__TASK PROMPT__. Print out the data below. Do not alter a single line.

(Natural language region descriptions)
——

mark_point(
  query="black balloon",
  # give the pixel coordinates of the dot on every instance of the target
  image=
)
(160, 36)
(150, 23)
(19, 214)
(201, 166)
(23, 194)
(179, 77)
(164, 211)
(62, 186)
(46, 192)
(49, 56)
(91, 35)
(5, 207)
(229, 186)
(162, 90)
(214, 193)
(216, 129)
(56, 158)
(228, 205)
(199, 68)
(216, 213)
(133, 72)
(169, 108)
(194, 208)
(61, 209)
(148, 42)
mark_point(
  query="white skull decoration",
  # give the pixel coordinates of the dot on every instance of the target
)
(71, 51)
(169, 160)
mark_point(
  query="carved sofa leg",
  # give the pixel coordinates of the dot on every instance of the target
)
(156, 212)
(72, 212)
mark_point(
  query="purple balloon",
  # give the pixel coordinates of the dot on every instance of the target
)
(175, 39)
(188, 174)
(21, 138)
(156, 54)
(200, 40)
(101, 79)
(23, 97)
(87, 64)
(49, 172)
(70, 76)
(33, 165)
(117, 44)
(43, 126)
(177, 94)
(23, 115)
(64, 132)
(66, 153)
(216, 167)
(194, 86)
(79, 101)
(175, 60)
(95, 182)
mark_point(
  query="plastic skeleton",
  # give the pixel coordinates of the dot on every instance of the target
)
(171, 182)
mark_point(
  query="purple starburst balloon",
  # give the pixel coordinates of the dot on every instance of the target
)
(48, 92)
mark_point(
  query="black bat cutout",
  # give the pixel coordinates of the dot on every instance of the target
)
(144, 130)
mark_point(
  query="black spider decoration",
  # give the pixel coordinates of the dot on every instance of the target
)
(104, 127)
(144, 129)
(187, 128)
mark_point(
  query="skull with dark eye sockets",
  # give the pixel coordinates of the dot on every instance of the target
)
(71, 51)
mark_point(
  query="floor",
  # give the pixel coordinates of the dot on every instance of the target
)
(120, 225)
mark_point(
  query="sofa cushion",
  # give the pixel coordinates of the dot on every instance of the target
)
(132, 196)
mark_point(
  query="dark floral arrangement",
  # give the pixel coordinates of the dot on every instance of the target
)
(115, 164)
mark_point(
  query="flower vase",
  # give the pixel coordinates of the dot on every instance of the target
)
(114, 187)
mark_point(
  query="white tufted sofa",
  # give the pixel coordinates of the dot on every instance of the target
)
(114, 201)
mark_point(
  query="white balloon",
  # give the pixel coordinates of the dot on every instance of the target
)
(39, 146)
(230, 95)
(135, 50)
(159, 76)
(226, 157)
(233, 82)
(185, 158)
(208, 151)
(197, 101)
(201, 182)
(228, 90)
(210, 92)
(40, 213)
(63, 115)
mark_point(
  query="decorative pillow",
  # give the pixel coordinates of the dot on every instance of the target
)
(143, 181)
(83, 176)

——

__ANSWER TO THE EXERCISE__.
mark_point(
  query="black balloon",
  # give the pixel coordinates of the dot on every instance of the target
  image=
)
(160, 36)
(150, 23)
(19, 214)
(201, 166)
(23, 194)
(179, 77)
(164, 211)
(62, 186)
(46, 192)
(49, 56)
(91, 35)
(5, 207)
(229, 186)
(162, 90)
(214, 193)
(216, 129)
(56, 158)
(228, 205)
(199, 68)
(216, 213)
(133, 72)
(169, 108)
(194, 208)
(61, 209)
(148, 42)
mark_point(
  query="white skull decoration",
  # give the pixel coordinates of the dot on every instance of the target
)
(71, 51)
(169, 160)
mark_point(
  query="carved sofa leg",
  # give the pixel coordinates of the dot on every instance of the target
)
(156, 212)
(72, 212)
mark_point(
  query="purple balloon",
  # give the pixel coordinates of the dot on every instance of the target
)
(175, 39)
(188, 174)
(21, 138)
(156, 54)
(200, 40)
(101, 79)
(23, 97)
(87, 64)
(49, 172)
(70, 76)
(33, 165)
(117, 44)
(43, 126)
(177, 94)
(23, 115)
(64, 132)
(66, 153)
(216, 167)
(194, 86)
(79, 101)
(175, 60)
(95, 182)
mark_point(
  query="plastic skeleton",
  # give the pixel coordinates of the dot on every instance of the target
)
(171, 182)
mark_point(
  query="purple starburst balloon",
  # give the pixel coordinates of the dot on every instance of the target
)
(48, 92)
mark_point(
  query="black bat cutout",
  # give the pixel coordinates of the dot on every instance of the target
)
(144, 130)
mark_point(
  query="black spider decoration",
  # give the pixel coordinates of the dot on every instance of the target
)
(104, 127)
(144, 129)
(187, 128)
mark_point(
  query="skull with dark eye sockets",
  # give the pixel coordinates of the dot on every instance of the target
)
(71, 51)
mark_point(
  query="floor",
  # give the pixel coordinates of the dot on every instance of the target
)
(120, 225)
mark_point(
  query="sofa cushion",
  # give the pixel coordinates of the dot on every instance of the target
)
(132, 196)
mark_point(
  query="dark floral arrangement",
  # give the pixel coordinates of the dot on every instance of the target
)
(115, 164)
mark_point(
  query="flower vase",
  # give the pixel coordinates of the dot on every instance of the target
)
(114, 187)
mark_point(
  query="white tufted sofa",
  # give the pixel coordinates of the dot on every instance of the target
)
(114, 201)
mark_point(
  query="white balloon",
  # give the pixel coordinates of the dot on every instance of the target
)
(39, 146)
(230, 95)
(135, 50)
(159, 76)
(226, 157)
(233, 82)
(185, 158)
(208, 151)
(197, 101)
(201, 182)
(228, 90)
(210, 92)
(40, 213)
(63, 115)
mark_point(
  query="decorative pillow",
  # give the pixel coordinates of the dot on every instance of the target
)
(143, 181)
(83, 176)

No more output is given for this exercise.